(Location identification items)
========================================
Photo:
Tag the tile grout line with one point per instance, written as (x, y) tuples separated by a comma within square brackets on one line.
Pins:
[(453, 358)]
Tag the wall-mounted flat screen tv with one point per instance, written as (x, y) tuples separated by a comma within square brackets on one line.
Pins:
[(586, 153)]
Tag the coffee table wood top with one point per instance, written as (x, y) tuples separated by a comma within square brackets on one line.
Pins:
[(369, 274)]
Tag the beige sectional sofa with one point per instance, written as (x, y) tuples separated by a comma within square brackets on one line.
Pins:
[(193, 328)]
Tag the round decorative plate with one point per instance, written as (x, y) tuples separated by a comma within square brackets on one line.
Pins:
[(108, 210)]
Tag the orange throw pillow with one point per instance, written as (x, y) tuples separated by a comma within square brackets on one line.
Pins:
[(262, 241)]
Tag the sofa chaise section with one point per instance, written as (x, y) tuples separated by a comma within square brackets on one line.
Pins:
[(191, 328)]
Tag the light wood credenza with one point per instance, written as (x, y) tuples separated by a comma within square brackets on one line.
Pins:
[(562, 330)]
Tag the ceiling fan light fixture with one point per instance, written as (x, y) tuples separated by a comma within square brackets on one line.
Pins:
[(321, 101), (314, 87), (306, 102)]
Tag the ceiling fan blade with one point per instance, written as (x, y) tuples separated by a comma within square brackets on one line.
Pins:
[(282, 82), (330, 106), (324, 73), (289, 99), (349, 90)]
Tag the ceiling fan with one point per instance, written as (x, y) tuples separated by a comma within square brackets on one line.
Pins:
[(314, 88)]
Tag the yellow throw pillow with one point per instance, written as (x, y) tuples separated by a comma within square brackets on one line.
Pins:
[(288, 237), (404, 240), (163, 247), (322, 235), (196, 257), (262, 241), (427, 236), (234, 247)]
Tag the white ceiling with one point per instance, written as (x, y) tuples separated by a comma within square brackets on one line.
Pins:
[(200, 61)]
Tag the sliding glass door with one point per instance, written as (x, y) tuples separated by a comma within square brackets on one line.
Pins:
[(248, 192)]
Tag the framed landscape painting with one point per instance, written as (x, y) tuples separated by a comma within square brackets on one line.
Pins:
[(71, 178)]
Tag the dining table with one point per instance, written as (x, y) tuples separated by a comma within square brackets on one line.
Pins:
========================================
Exercise =
Return word for word the lines of the listing, starting with the line that contains "Tag the white" and continuing through the line that contains "[(200, 61)]", with both of those lines included.

Solution to the exercise =
Tag the white ceiling with one point per instance, written as (x, y) tuples separated by a comma within square brackets on one line.
Pins:
[(200, 61)]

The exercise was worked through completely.